抜粋文:
────────────────────────────────────────

電気工事士の仕事は活躍の場が広いため、勤務先も様々です。持っている資格によってできる仕事は異なるので、自分が働きたい職場ではどの資格が必要か確認しておきましょう。経験とスキルを磨けば、将来的に独立開業の道もあります。

電気工事会社

電気工事会社は、電気工事士の就職先の中でも主流の場所です。会社の規模によって業務範囲が異なるのが特徴です。小規模な会社は一般住宅や店舗の電気工事が中心となり、コンセントの配置や室内の配線、エアコンの取り付け工事などを行います。

会社の規模が大きくなるほど、ビルや工場などの大規模な現場に携わるようになります。また、イベント会場の電気工事専門など、業務に特化した会社も数多くあります。

電気工事士の資格を取得したら、まずは電気工事会社に入って経験を積む方がほとんどです。様々な現場で電気工事に携わり、自分のステップアップにつなげていきましょう。

────────────────────────────────────────

課題の指示: 電気工事士の勤務先を紹介した文章を、最後の一文のあとから引き継いで書き進めてください。

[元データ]
────────────────────────────────────────

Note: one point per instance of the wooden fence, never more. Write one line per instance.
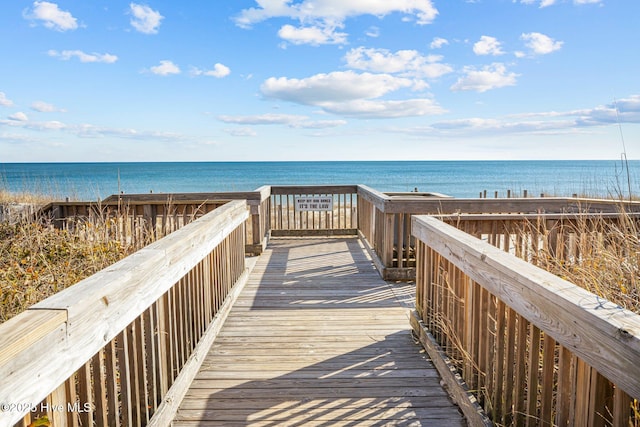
(120, 347)
(384, 219)
(528, 347)
(138, 219)
(288, 217)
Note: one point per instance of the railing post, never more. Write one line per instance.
(387, 242)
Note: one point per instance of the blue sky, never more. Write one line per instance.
(227, 80)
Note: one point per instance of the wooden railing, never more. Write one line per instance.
(120, 347)
(138, 219)
(287, 219)
(384, 219)
(521, 343)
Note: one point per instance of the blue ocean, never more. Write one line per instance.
(93, 181)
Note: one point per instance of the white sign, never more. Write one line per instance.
(316, 203)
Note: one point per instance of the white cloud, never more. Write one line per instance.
(438, 42)
(44, 107)
(488, 45)
(52, 17)
(66, 55)
(336, 10)
(19, 117)
(551, 122)
(219, 71)
(380, 109)
(546, 3)
(351, 94)
(313, 35)
(333, 87)
(244, 131)
(291, 120)
(165, 68)
(319, 19)
(481, 80)
(540, 44)
(406, 62)
(145, 19)
(373, 32)
(4, 101)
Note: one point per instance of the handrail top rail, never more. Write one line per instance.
(603, 334)
(313, 189)
(533, 216)
(99, 307)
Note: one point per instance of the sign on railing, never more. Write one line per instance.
(316, 203)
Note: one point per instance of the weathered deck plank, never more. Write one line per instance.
(317, 338)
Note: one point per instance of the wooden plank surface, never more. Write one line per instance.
(317, 338)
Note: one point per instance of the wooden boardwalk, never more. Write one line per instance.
(317, 339)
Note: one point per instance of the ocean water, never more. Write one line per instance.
(93, 181)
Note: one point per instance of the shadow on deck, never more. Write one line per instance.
(317, 338)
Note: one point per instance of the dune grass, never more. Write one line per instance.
(37, 260)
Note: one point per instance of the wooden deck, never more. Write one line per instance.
(317, 338)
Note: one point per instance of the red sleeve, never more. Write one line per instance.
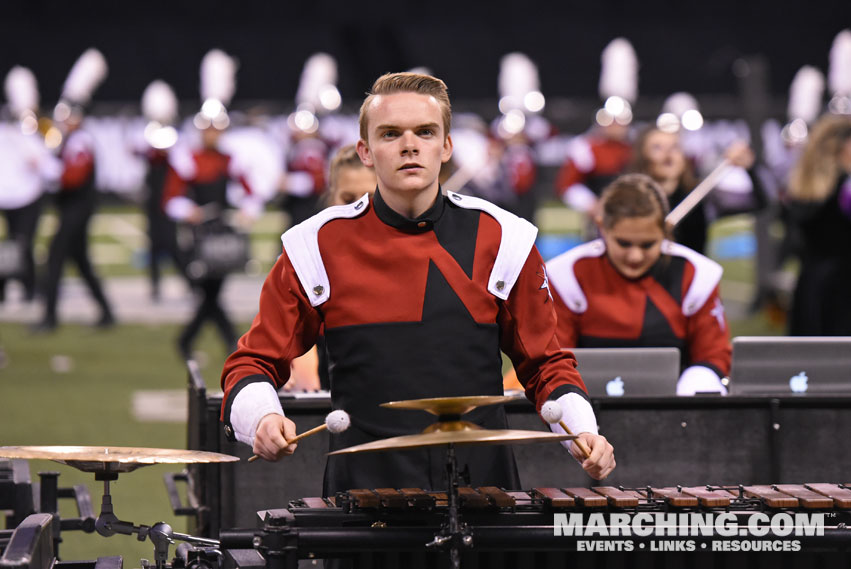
(521, 172)
(78, 168)
(246, 185)
(528, 336)
(708, 336)
(285, 327)
(174, 186)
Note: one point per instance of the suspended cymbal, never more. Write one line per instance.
(449, 405)
(112, 459)
(459, 433)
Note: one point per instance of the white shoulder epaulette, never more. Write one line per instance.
(707, 275)
(301, 242)
(561, 275)
(518, 238)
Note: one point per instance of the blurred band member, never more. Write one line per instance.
(77, 195)
(820, 205)
(26, 165)
(349, 180)
(634, 288)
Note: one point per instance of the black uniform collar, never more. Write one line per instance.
(420, 224)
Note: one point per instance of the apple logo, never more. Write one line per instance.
(798, 383)
(614, 388)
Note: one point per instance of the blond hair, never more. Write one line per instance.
(391, 83)
(633, 195)
(815, 174)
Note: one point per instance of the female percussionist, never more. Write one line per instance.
(635, 288)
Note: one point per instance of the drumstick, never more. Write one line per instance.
(699, 192)
(551, 413)
(336, 422)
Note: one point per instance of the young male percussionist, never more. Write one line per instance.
(416, 292)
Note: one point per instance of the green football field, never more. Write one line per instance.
(77, 386)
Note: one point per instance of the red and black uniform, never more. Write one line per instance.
(410, 308)
(162, 233)
(592, 163)
(76, 202)
(676, 304)
(307, 165)
(203, 182)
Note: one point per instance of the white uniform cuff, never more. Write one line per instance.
(577, 414)
(699, 379)
(252, 403)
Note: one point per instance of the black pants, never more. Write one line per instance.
(22, 223)
(71, 241)
(162, 235)
(208, 309)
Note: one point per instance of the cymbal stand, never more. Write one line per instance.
(161, 534)
(453, 533)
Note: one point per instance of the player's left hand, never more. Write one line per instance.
(601, 462)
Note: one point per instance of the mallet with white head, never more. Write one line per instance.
(336, 422)
(551, 413)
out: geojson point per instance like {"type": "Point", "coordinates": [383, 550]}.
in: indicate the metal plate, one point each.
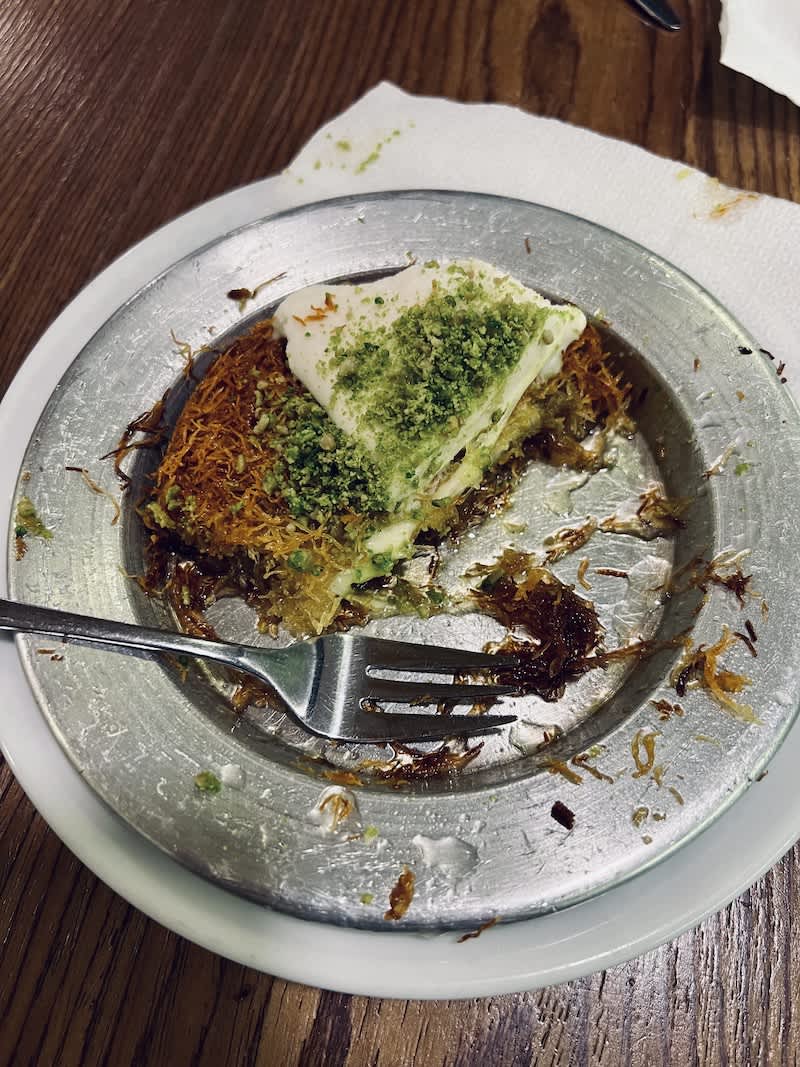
{"type": "Point", "coordinates": [481, 843]}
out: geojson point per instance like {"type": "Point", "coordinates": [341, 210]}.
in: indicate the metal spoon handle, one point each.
{"type": "Point", "coordinates": [660, 12]}
{"type": "Point", "coordinates": [104, 633]}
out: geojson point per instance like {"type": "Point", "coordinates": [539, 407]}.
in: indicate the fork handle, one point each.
{"type": "Point", "coordinates": [104, 633]}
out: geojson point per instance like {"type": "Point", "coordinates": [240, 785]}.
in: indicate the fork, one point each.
{"type": "Point", "coordinates": [326, 684]}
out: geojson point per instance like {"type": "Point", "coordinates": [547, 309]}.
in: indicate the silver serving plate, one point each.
{"type": "Point", "coordinates": [481, 842]}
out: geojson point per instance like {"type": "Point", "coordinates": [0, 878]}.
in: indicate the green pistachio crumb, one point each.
{"type": "Point", "coordinates": [28, 520]}
{"type": "Point", "coordinates": [207, 782]}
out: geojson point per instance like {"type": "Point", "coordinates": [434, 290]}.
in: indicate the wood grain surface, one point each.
{"type": "Point", "coordinates": [117, 115]}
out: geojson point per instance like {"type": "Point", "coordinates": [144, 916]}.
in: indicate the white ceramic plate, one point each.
{"type": "Point", "coordinates": [607, 929]}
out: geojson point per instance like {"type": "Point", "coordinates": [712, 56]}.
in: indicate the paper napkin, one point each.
{"type": "Point", "coordinates": [762, 40]}
{"type": "Point", "coordinates": [744, 248]}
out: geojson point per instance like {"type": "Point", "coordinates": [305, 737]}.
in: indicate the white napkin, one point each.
{"type": "Point", "coordinates": [744, 249]}
{"type": "Point", "coordinates": [762, 40]}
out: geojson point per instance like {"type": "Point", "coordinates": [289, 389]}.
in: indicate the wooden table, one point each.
{"type": "Point", "coordinates": [117, 115]}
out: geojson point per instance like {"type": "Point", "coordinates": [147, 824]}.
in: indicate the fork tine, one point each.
{"type": "Point", "coordinates": [431, 693]}
{"type": "Point", "coordinates": [404, 655]}
{"type": "Point", "coordinates": [388, 726]}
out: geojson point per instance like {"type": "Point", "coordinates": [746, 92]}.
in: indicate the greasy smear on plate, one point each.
{"type": "Point", "coordinates": [655, 515]}
{"type": "Point", "coordinates": [582, 761]}
{"type": "Point", "coordinates": [667, 710]}
{"type": "Point", "coordinates": [483, 926]}
{"type": "Point", "coordinates": [643, 750]}
{"type": "Point", "coordinates": [401, 895]}
{"type": "Point", "coordinates": [559, 767]}
{"type": "Point", "coordinates": [98, 490]}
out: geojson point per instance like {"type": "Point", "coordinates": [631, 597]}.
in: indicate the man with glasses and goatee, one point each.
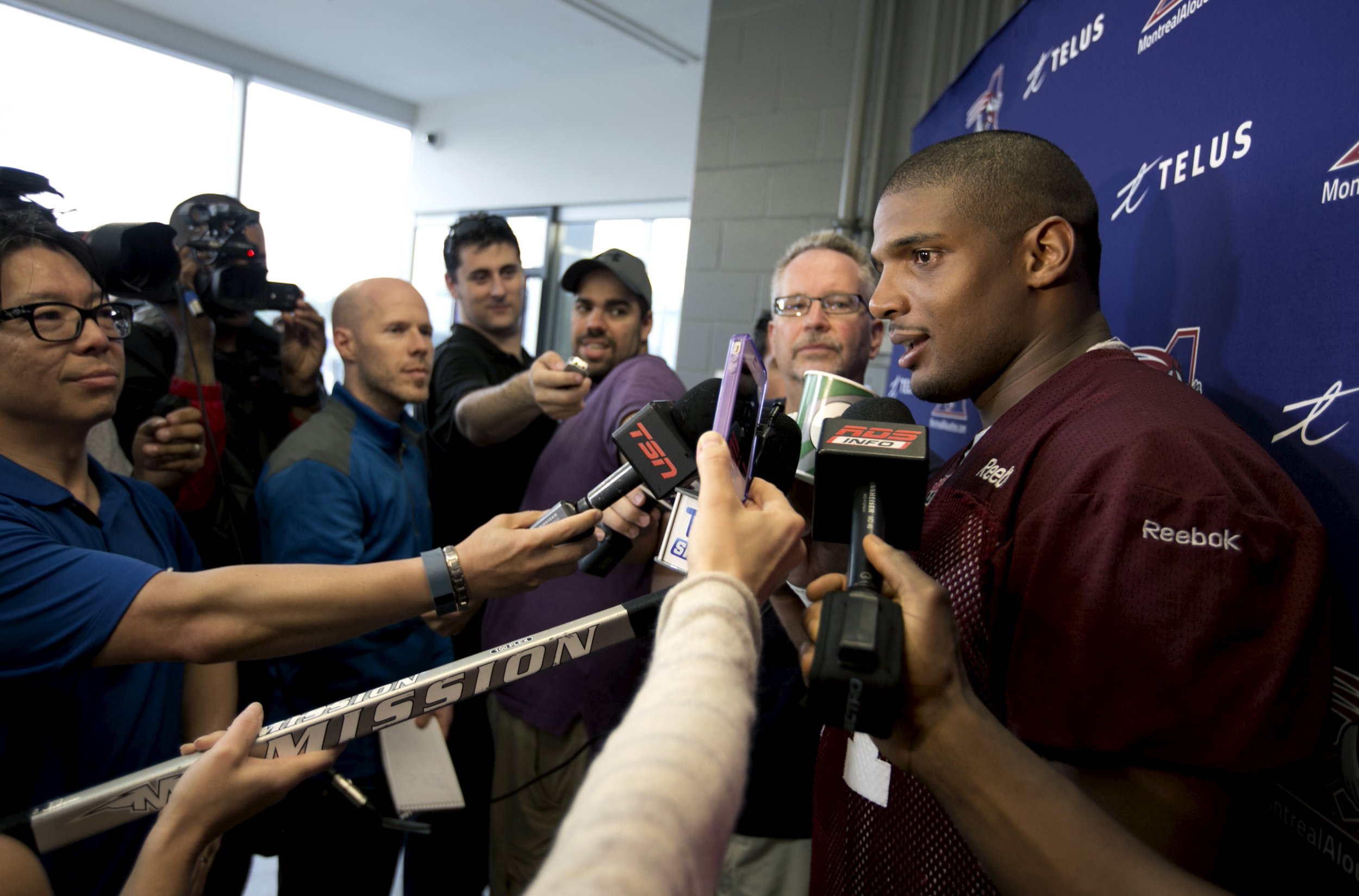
{"type": "Point", "coordinates": [821, 321]}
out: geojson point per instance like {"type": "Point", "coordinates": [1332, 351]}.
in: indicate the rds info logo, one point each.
{"type": "Point", "coordinates": [984, 113]}
{"type": "Point", "coordinates": [1177, 167]}
{"type": "Point", "coordinates": [1180, 358]}
{"type": "Point", "coordinates": [1347, 184]}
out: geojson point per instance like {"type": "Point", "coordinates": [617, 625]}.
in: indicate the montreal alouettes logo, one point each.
{"type": "Point", "coordinates": [984, 113]}
{"type": "Point", "coordinates": [1180, 358]}
{"type": "Point", "coordinates": [1344, 185]}
{"type": "Point", "coordinates": [1347, 159]}
{"type": "Point", "coordinates": [1165, 18]}
{"type": "Point", "coordinates": [1162, 10]}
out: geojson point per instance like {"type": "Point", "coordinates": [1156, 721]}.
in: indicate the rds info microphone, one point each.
{"type": "Point", "coordinates": [871, 468]}
{"type": "Point", "coordinates": [657, 445]}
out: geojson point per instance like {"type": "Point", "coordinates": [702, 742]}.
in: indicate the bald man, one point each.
{"type": "Point", "coordinates": [351, 486]}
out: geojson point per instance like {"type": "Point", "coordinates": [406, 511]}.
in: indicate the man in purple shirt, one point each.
{"type": "Point", "coordinates": [550, 720]}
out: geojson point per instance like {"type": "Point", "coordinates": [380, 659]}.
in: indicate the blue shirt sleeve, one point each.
{"type": "Point", "coordinates": [310, 513]}
{"type": "Point", "coordinates": [155, 503]}
{"type": "Point", "coordinates": [59, 604]}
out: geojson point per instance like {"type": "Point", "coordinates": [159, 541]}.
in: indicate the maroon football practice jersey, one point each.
{"type": "Point", "coordinates": [1135, 582]}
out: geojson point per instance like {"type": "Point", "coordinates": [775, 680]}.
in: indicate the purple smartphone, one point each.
{"type": "Point", "coordinates": [741, 404]}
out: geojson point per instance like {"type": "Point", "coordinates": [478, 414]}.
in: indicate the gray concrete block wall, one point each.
{"type": "Point", "coordinates": [771, 143]}
{"type": "Point", "coordinates": [772, 139]}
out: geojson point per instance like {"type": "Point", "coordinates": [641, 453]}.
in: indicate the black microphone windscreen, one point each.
{"type": "Point", "coordinates": [880, 411]}
{"type": "Point", "coordinates": [694, 411]}
{"type": "Point", "coordinates": [778, 460]}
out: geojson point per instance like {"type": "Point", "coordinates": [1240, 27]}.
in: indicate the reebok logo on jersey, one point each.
{"type": "Point", "coordinates": [994, 474]}
{"type": "Point", "coordinates": [1224, 540]}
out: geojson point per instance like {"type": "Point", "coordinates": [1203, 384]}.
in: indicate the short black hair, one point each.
{"type": "Point", "coordinates": [30, 225]}
{"type": "Point", "coordinates": [1009, 181]}
{"type": "Point", "coordinates": [480, 230]}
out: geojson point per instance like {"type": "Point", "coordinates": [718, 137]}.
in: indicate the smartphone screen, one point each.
{"type": "Point", "coordinates": [741, 406]}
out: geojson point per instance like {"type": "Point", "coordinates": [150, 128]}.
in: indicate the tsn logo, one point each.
{"type": "Point", "coordinates": [874, 437]}
{"type": "Point", "coordinates": [653, 451]}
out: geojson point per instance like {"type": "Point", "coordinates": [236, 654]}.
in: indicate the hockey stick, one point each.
{"type": "Point", "coordinates": [143, 793]}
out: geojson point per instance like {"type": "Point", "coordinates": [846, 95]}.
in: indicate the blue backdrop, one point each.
{"type": "Point", "coordinates": [1222, 142]}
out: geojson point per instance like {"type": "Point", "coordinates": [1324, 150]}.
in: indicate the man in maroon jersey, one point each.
{"type": "Point", "coordinates": [1139, 588]}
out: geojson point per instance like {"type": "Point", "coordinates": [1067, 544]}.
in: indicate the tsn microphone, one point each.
{"type": "Point", "coordinates": [657, 445]}
{"type": "Point", "coordinates": [871, 470]}
{"type": "Point", "coordinates": [779, 441]}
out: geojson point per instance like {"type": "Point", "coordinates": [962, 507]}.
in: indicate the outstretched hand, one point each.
{"type": "Point", "coordinates": [506, 557]}
{"type": "Point", "coordinates": [167, 451]}
{"type": "Point", "coordinates": [757, 542]}
{"type": "Point", "coordinates": [936, 683]}
{"type": "Point", "coordinates": [559, 390]}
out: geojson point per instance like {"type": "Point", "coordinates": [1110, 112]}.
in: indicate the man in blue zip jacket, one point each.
{"type": "Point", "coordinates": [351, 486]}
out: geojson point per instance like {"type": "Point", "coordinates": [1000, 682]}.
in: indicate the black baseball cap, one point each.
{"type": "Point", "coordinates": [626, 267]}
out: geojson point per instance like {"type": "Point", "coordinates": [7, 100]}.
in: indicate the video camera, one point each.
{"type": "Point", "coordinates": [140, 260]}
{"type": "Point", "coordinates": [232, 276]}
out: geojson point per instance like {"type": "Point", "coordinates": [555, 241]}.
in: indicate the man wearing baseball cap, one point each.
{"type": "Point", "coordinates": [550, 720]}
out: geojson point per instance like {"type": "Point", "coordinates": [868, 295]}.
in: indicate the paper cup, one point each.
{"type": "Point", "coordinates": [824, 396]}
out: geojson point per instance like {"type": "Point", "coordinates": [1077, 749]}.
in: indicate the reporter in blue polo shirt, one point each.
{"type": "Point", "coordinates": [96, 569]}
{"type": "Point", "coordinates": [351, 486]}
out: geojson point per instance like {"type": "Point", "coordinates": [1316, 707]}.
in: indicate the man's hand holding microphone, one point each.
{"type": "Point", "coordinates": [558, 388]}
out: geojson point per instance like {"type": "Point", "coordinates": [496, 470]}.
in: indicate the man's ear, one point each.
{"type": "Point", "coordinates": [1048, 249]}
{"type": "Point", "coordinates": [346, 344]}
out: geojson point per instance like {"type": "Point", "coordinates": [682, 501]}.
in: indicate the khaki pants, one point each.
{"type": "Point", "coordinates": [523, 826]}
{"type": "Point", "coordinates": [765, 867]}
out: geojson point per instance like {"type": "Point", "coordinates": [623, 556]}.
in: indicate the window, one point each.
{"type": "Point", "coordinates": [332, 189]}
{"type": "Point", "coordinates": [105, 121]}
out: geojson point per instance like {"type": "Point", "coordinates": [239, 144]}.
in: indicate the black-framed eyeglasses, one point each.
{"type": "Point", "coordinates": [832, 303]}
{"type": "Point", "coordinates": [61, 322]}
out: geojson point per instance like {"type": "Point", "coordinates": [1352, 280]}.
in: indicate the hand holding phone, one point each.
{"type": "Point", "coordinates": [741, 408]}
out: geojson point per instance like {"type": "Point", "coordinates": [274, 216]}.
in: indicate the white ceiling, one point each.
{"type": "Point", "coordinates": [423, 51]}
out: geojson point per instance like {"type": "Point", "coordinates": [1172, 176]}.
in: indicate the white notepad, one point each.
{"type": "Point", "coordinates": [419, 769]}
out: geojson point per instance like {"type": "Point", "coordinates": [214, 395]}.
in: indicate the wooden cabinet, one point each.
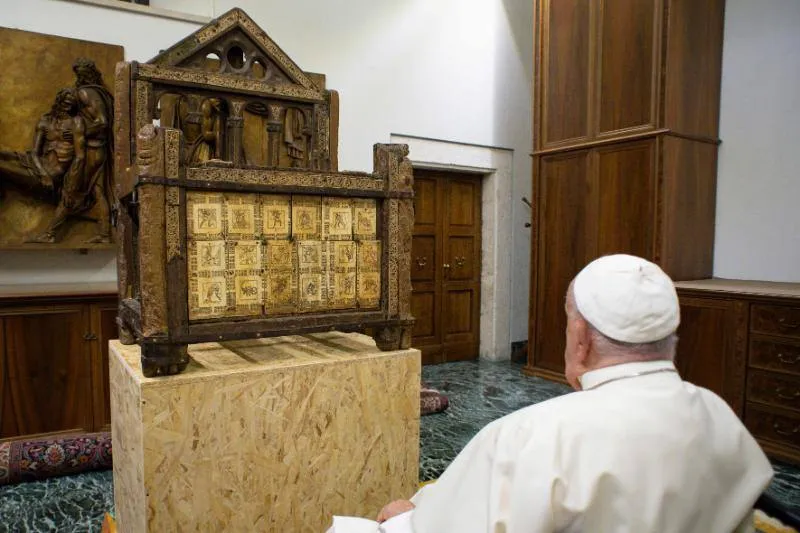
{"type": "Point", "coordinates": [626, 106]}
{"type": "Point", "coordinates": [741, 339]}
{"type": "Point", "coordinates": [54, 359]}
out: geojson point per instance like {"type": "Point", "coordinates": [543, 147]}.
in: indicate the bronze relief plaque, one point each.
{"type": "Point", "coordinates": [56, 141]}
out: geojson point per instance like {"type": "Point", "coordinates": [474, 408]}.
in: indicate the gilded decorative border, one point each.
{"type": "Point", "coordinates": [144, 92]}
{"type": "Point", "coordinates": [331, 180]}
{"type": "Point", "coordinates": [222, 81]}
{"type": "Point", "coordinates": [173, 223]}
{"type": "Point", "coordinates": [172, 150]}
{"type": "Point", "coordinates": [394, 250]}
{"type": "Point", "coordinates": [276, 54]}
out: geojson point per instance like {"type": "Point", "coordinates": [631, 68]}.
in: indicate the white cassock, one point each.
{"type": "Point", "coordinates": [638, 450]}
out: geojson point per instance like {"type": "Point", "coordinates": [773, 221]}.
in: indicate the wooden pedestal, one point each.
{"type": "Point", "coordinates": [264, 435]}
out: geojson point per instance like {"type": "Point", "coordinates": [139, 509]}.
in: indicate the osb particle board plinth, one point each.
{"type": "Point", "coordinates": [271, 434]}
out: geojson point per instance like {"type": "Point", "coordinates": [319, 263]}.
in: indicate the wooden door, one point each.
{"type": "Point", "coordinates": [45, 375]}
{"type": "Point", "coordinates": [446, 265]}
{"type": "Point", "coordinates": [712, 346]}
{"type": "Point", "coordinates": [104, 328]}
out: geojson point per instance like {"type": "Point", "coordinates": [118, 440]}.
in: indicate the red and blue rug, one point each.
{"type": "Point", "coordinates": [32, 460]}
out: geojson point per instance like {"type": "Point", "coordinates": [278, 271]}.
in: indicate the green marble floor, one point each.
{"type": "Point", "coordinates": [479, 392]}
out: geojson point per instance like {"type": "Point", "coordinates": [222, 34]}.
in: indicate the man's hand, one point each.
{"type": "Point", "coordinates": [393, 509]}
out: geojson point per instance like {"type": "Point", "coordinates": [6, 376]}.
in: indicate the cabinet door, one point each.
{"type": "Point", "coordinates": [104, 329]}
{"type": "Point", "coordinates": [626, 175]}
{"type": "Point", "coordinates": [564, 72]}
{"type": "Point", "coordinates": [45, 378]}
{"type": "Point", "coordinates": [712, 345]}
{"type": "Point", "coordinates": [566, 241]}
{"type": "Point", "coordinates": [628, 49]}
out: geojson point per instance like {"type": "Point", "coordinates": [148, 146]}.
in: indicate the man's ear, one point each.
{"type": "Point", "coordinates": [584, 337]}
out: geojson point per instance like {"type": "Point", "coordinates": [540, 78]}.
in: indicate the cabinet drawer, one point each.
{"type": "Point", "coordinates": [773, 389]}
{"type": "Point", "coordinates": [775, 356]}
{"type": "Point", "coordinates": [776, 320]}
{"type": "Point", "coordinates": [776, 425]}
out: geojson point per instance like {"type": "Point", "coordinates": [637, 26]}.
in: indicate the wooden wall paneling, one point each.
{"type": "Point", "coordinates": [48, 385]}
{"type": "Point", "coordinates": [688, 208]}
{"type": "Point", "coordinates": [627, 190]}
{"type": "Point", "coordinates": [566, 72]}
{"type": "Point", "coordinates": [566, 241]}
{"type": "Point", "coordinates": [693, 66]}
{"type": "Point", "coordinates": [712, 347]}
{"type": "Point", "coordinates": [628, 55]}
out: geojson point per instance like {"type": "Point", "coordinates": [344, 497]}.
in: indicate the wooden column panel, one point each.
{"type": "Point", "coordinates": [627, 186]}
{"type": "Point", "coordinates": [565, 31]}
{"type": "Point", "coordinates": [694, 67]}
{"type": "Point", "coordinates": [565, 229]}
{"type": "Point", "coordinates": [47, 377]}
{"type": "Point", "coordinates": [688, 208]}
{"type": "Point", "coordinates": [628, 47]}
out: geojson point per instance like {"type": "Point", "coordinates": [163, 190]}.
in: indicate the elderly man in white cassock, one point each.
{"type": "Point", "coordinates": [636, 449]}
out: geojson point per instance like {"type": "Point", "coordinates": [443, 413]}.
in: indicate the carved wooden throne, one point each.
{"type": "Point", "coordinates": [234, 221]}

────────────────────────────────────────

解答:
待遇は会社によって様々ですが、土日休みの場合が多いようです。ただし、工期が迫っている場合や繁忙期になると休みが変わってくることもあります。

建設会社

建設会社は、さまざまな建物の建築を行う会社です。建設会社が請け負う工事は規模が大きいため、各工程ごとに様々な専門スキルを持った業者が関わります。建設会社で働く電気工事士は、自社のプロジェクトの電気工事を担当するのが仕事です。

具体的な仕事内容は電気工事会社で働くのと同じですが、建設会社の方が大規模な現場に関わることが多いです。そのため、電気工事だけでなく、各分野のプロフェッショナルとの連携が必要で、コミュニケーション能力も問われます。

電気工事士としての腕を磨くだけでなく、将来的に独立を視野に入れている方の人脈づくりにも役立つでしょう。

通信会社

インターネット回線やケーブルテレビ回線の設置の仕事も、電気工事士の専門分野です。主に一般家庭に訪問して回線工事を行うのが仕事なので、一般のお客様とのコミュニケーションも大切です。

通信工事は、建物とケーブルを繋いで電波を分配し、正常に接続できるようにするのが仕事です。一日に何件も現場を回るため、会社によってはインセンティブがあるところもあります。

電気工事士はまずは見習いから

電気工事士の仕事は、資格を取得する前から就職できる会社も多いです。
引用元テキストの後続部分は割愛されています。